» Excerpted text:
————————
An Analysis of Current Florida Law in Connection with Recovering: FEES ON FEES.

AuthorKoester, Edmond E.

Under the long-standing "American Rule," each party in litigation is responsible for its own attorneys' fees and costs absent a contractual or statutory basis to award fees to the prevailing party. (1) When fees are recoverable, the general rule is that a party may recover additional attorneys' fees for litigating the entitlement issue, but no fees as to the quantum, or reasonableness of the amount of fees. This article addresses how courts have reacted to and analyzed broad contractual prevailing party attorneys' fees provisions when determining whether a party can recover fees for litigating the reasonableness of the amount of fees.

"Fees on Fees" Generally Disallowed

In 1993, in State Farm Fire & Cas. Co. v. Palma, 629 So. 2d 830 (Fla. 1993), the Florida Supreme Court addressed whether an insured could recover the attorneys' fees incurred by the insured litigating the amount of attorneys' fees the insured was entitled to as the prevailing party under F.S. [section]627.428(1) (1983), which provides: (2)

Upon the rendition of a judgment or decree by any of the courts of this state against an insurer and in favor of any named or omnibus insured or the named beneficiary under a policy or contract executed by the insurer, the trial court or, in the event of an appeal in which the insured or beneficiary prevails, the appellate court shall adjudge or decree against the insurer and in favor of the insured or beneficiary a reasonable sum as fees or compensation for the insured's or beneficiary's attorney prosecuting the suit in which recovery is had. (3) The court explained that although it had not addressed the issue of a prevailing party's ability to recover its attorneys' fees expended in establishing entitlement to and the amount of attorneys' fees it is entitled to as the prevailing party, it had previously approved an award of fees for litigating entitlement to attorneys' fees in a worker's compensation case. (4) The court then, agreeing with the Fourth District Court of Appeal's reasoning in Cincinnati Ins. Co. v. Palmer, 297 So. 2d 96 (Fla. 4th DCA 1974), explained that, when an insured is compelled to sue to enforce an insurance contract based on the insurance company's contesting of a valid claim, the relief sought is both the policy proceeds and attorneys' fees pursuant to [section]627.428. (5) Thus, the court concluded that, because litigating the issue of whether a party is entitled to prevailing party attorneys' fees is rendered in procuring full payment of the judgment, and because the insured has an interest in the fee recovered, attorneys' fees may be properly awarded under [section]627.428 for litigating the issue of entitlement to attorneys' fees. (6) However, the court declared that attorneys' fees may not be awarded for litigating the amount of attorneys' fees. (7) In coming to this conclusion, the court reasoned that the statute does not support such a conclusion and further declared that such work inures solely to the attorney's benefit and cannot be considered services rendered in procuring full payment of the judgment. (8)
————————
» What is needed:
In one to three sentences, explain why, according to the fees-on-fees article, the court in Palma refused to award attorneys' fees for litigating the amount of attorneys' fees. Rely on the fees-on-fees article alone.
————————
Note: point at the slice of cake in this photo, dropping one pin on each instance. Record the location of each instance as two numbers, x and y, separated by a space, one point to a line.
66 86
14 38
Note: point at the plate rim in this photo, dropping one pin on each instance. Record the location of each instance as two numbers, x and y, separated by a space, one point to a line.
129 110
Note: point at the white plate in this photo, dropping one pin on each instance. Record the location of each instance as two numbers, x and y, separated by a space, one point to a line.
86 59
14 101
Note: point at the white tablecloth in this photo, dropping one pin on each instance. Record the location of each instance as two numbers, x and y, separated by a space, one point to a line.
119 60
————————
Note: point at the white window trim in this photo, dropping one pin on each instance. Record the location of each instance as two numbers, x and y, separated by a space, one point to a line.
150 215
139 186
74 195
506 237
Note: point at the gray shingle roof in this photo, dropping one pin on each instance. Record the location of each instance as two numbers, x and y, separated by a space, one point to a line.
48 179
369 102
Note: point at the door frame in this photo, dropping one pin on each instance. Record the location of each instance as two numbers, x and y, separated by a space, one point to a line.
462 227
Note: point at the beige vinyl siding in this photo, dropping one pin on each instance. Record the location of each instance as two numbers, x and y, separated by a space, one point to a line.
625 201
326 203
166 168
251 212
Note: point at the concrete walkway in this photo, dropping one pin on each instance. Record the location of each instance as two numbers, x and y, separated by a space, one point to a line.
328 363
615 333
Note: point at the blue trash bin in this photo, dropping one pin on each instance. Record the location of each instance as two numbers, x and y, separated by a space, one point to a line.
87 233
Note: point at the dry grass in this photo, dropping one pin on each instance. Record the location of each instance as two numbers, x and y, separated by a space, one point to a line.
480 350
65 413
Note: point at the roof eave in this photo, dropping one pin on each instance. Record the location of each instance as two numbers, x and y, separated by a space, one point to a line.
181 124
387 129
————————
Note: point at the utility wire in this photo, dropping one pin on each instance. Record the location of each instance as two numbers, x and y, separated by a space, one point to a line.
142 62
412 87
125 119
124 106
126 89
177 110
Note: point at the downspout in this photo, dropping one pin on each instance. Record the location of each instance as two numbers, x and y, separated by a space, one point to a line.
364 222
————————
» Task answer:
The court reasoned that the statute does not support such an award. It also held that work on the amount of fees inures solely to the attorney's benefit, so it cannot be considered services rendered in procuring full payment of the judgment.